• MATERIAL
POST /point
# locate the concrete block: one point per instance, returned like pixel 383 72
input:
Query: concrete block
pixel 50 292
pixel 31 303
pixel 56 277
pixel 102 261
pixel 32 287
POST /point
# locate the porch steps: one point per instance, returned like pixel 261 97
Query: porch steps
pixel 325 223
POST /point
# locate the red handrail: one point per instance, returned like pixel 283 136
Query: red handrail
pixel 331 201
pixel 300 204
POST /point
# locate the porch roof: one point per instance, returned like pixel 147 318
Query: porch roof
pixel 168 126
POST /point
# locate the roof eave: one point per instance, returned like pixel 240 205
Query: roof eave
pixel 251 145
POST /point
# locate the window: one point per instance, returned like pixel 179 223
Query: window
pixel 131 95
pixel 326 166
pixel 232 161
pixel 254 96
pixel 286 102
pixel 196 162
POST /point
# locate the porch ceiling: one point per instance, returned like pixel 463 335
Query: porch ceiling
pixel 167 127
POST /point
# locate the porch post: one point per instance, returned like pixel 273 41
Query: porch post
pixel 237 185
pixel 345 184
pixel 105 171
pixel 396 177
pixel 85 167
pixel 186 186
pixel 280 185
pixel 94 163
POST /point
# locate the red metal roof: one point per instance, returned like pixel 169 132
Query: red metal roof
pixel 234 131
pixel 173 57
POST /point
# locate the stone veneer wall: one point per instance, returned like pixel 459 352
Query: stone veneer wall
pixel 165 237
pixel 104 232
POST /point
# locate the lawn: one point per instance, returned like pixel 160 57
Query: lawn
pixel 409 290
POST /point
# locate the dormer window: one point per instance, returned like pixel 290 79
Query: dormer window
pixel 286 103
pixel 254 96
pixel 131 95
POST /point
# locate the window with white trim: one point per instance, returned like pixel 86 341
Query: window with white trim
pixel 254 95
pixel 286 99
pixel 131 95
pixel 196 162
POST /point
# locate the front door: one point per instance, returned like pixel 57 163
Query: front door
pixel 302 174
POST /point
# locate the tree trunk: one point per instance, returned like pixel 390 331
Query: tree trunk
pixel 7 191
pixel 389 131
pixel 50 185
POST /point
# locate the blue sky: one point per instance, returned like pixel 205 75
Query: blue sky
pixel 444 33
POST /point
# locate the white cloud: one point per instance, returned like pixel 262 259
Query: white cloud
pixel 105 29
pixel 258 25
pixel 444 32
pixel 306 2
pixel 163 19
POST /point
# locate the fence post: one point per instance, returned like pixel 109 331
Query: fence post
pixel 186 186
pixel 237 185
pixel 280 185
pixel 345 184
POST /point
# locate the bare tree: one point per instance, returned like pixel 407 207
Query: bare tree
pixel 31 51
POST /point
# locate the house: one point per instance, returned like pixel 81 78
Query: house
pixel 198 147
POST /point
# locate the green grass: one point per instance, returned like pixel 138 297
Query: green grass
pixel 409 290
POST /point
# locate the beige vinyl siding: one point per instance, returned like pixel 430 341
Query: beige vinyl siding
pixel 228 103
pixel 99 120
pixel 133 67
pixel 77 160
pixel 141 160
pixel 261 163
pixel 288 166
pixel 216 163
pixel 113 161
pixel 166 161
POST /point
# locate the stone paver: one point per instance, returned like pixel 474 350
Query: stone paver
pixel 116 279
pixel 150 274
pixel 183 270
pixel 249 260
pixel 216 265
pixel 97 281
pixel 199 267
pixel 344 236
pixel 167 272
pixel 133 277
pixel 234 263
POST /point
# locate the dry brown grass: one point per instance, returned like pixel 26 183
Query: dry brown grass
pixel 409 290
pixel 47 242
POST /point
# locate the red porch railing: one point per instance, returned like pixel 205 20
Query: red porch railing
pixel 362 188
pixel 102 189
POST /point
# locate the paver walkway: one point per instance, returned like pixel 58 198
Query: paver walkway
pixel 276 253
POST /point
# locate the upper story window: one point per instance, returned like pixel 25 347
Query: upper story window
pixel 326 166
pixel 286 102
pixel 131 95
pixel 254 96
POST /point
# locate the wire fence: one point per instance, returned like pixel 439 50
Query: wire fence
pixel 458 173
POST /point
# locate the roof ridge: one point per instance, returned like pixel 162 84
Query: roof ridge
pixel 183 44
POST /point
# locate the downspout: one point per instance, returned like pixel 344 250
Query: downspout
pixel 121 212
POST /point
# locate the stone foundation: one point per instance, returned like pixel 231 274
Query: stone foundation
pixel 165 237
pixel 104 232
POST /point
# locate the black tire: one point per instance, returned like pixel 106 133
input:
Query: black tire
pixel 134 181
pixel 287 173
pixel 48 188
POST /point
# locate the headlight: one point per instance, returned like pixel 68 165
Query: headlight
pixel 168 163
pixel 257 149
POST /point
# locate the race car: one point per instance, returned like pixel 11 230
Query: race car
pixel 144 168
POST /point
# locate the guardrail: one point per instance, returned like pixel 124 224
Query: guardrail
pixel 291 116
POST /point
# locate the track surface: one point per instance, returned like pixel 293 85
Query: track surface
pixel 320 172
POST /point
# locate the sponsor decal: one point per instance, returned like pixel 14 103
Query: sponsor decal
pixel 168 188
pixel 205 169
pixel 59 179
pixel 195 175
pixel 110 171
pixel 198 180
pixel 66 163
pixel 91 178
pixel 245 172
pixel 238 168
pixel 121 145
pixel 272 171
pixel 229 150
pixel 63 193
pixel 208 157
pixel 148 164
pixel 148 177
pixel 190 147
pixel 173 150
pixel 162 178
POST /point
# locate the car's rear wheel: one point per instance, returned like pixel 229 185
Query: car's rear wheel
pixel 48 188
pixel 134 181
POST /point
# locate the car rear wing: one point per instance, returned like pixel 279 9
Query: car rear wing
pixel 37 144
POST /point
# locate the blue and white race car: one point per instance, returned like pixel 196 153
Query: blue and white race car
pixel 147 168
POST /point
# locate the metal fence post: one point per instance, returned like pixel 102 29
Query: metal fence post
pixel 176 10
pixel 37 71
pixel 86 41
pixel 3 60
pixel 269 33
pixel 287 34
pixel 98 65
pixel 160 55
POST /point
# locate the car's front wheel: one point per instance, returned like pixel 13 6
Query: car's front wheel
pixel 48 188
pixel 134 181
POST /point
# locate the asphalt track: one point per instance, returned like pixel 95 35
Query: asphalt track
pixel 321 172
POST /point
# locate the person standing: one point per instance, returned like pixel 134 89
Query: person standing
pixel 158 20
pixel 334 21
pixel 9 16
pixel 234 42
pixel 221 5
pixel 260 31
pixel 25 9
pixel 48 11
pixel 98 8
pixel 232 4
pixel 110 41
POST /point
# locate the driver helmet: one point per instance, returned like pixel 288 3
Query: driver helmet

• INSTRUCTIONS TO FOLLOW
Reproduce the full listing above, character for character.

• REPLY
POST /point
# locate the concrete block: one point per instance, returned like pixel 383 72
input:
Query: concrete block
pixel 50 292
pixel 31 303
pixel 56 277
pixel 102 261
pixel 32 287
POST /point
# locate the porch steps: one point per instance, returned like pixel 261 97
Query: porch steps
pixel 325 223
POST /point
# locate the red handrail: one point per instance, returned like pixel 283 136
Query: red handrail
pixel 331 201
pixel 300 204
POST /point
# locate the porch roof: one point per instance, returned like pixel 147 318
Query: porch roof
pixel 168 126
POST /point
# locate the roof eave: one point per instance, returned like pixel 240 205
Query: roof eave
pixel 251 145
POST /point
# locate the window: one point per instance, returned like pixel 179 223
Query: window
pixel 131 95
pixel 326 166
pixel 232 161
pixel 254 96
pixel 286 102
pixel 196 162
POST /point
# locate the porch ceiling: one point per instance, returned like pixel 463 335
Query: porch ceiling
pixel 167 127
POST /point
# locate the porch post: one point per instance, returned like pixel 273 41
Query: porch post
pixel 237 185
pixel 345 184
pixel 105 171
pixel 396 177
pixel 85 167
pixel 186 186
pixel 280 185
pixel 94 163
POST /point
# locate the red metal roof: one point per instance, returned like pixel 169 132
Query: red metal roof
pixel 234 131
pixel 173 57
POST /point
# locate the stone veneer wall: one point per instance, returned like pixel 459 352
Query: stone veneer wall
pixel 165 237
pixel 104 232
POST /point
# locate the lawn: one point per instance, returned like pixel 160 57
Query: lawn
pixel 409 290
POST /point
# locate the dormer window: one point per instance, returned like pixel 290 79
Query: dormer window
pixel 286 103
pixel 254 96
pixel 131 95
POST /point
# locate the window with white trim: one point per instance, returned like pixel 86 341
Query: window with white trim
pixel 254 95
pixel 286 99
pixel 131 95
pixel 196 162
POST /point
# locate the front door: one point per instance, returned like pixel 57 163
Query: front door
pixel 302 174
POST /point
# locate the tree trunk: one point per instance, returned like pixel 390 331
Query: tree trunk
pixel 7 191
pixel 389 131
pixel 50 185
POST /point
# locate the blue sky: one point per instance, returned like pixel 205 75
Query: blue sky
pixel 444 33
POST /point
# locate the white cloud: one point per instance, returned like pixel 262 259
Query: white cloud
pixel 105 29
pixel 258 25
pixel 444 32
pixel 306 2
pixel 163 19
POST /point
# locate the fence post: one point per instance, returned like pixel 109 331
Query: fence post
pixel 186 186
pixel 237 185
pixel 280 185
pixel 345 184
POST /point
# locate the bare tree: one point per instance, returned like pixel 407 207
Query: bare tree
pixel 31 51
POST /point
# locate the house: one point per instance, returned like pixel 81 78
Query: house
pixel 198 147
POST /point
# locate the green grass: one point per instance, returned like pixel 138 297
Query: green grass
pixel 409 290
POST /point
# locate the beige vinyl siding: one point per instance, returned like pixel 430 341
Query: beige vinyl siding
pixel 228 103
pixel 99 120
pixel 133 67
pixel 77 160
pixel 141 160
pixel 261 163
pixel 288 166
pixel 216 163
pixel 113 161
pixel 166 161
POST /point
# locate the stone paver: one point per instance, returned like pixel 474 350
Query: stone paver
pixel 116 279
pixel 150 274
pixel 183 270
pixel 249 260
pixel 216 265
pixel 97 281
pixel 199 267
pixel 344 236
pixel 167 272
pixel 133 277
pixel 234 263
POST /point
# locate the dry brown grass: one point per instance, returned like pixel 26 183
Query: dry brown grass
pixel 409 290
pixel 47 242
POST /point
# locate the red porch railing: one point per instance, returned like pixel 205 20
Query: red porch railing
pixel 362 188
pixel 102 189
POST /point
# locate the paver walkway: one point per instance, returned like pixel 58 198
Query: paver walkway
pixel 276 253
POST /point
# locate the upper story window: one point per instance, returned like pixel 25 347
Query: upper story window
pixel 326 166
pixel 286 102
pixel 131 95
pixel 254 96
POST /point
# locate the wire fence: one point per instance, returned like pixel 439 50
Query: wire fence
pixel 458 173
POST /point
# locate the roof ridge: one point per instance, returned like pixel 162 84
Query: roof ridge
pixel 183 44
POST /point
# locate the downspout: one point per instance, returned like pixel 344 250
Query: downspout
pixel 121 212
POST /point
# locate the stone foundation: one point per instance, returned like pixel 231 274
Query: stone foundation
pixel 165 237
pixel 104 232
POST /point
# locate the black tire: one point per instance, returned like pixel 106 133
input:
Query: black tire
pixel 134 181
pixel 287 173
pixel 48 188
POST /point
# locate the headlight: one point per instance, returned like pixel 68 165
Query: headlight
pixel 168 163
pixel 257 149
POST /point
# locate the race car: one point per instance, returned like pixel 11 230
Query: race car
pixel 144 168
POST /point
# locate the guardrail: one point per instance, returned like pixel 124 224
Query: guardrail
pixel 291 116
POST /point
# locate the track surface: one point per instance, returned like pixel 293 85
Query: track surface
pixel 320 172
POST /point
# locate the sponsor decal: one point per instance, returned like pixel 14 103
Query: sponsor decal
pixel 168 188
pixel 205 169
pixel 59 179
pixel 195 175
pixel 110 171
pixel 198 180
pixel 66 163
pixel 91 178
pixel 245 172
pixel 238 168
pixel 121 145
pixel 272 171
pixel 229 150
pixel 63 193
pixel 208 157
pixel 148 164
pixel 148 177
pixel 190 147
pixel 173 150
pixel 162 178
POST /point
# locate the car's rear wheel: one point per instance, returned like pixel 229 185
Query: car's rear wheel
pixel 48 188
pixel 134 181
POST /point
# locate the car rear wing: one point per instance, returned like pixel 279 9
Query: car rear wing
pixel 37 144
POST /point
# locate the blue and white race car: one point per instance, returned like pixel 196 153
Query: blue and white race car
pixel 147 168
POST /point
# locate the metal fence post: one point per instance, returned like pixel 102 29
Query: metal fence post
pixel 176 10
pixel 37 71
pixel 86 41
pixel 3 60
pixel 269 33
pixel 287 34
pixel 98 65
pixel 160 55
POST /point
# locate the car's front wheel: one point per instance, returned like pixel 13 6
Query: car's front wheel
pixel 48 188
pixel 134 181
POST /point
# locate the asphalt track: one point per instance, returned like pixel 95 35
Query: asphalt track
pixel 321 172
POST /point
# locate the person standing: one point per instance, returned like pixel 134 89
Query: person standing
pixel 158 20
pixel 334 21
pixel 9 16
pixel 234 42
pixel 221 5
pixel 260 31
pixel 25 9
pixel 48 11
pixel 98 8
pixel 232 4
pixel 110 41
POST /point
# locate the driver helmet: one point per instance, returned like pixel 288 3
Query: driver helmet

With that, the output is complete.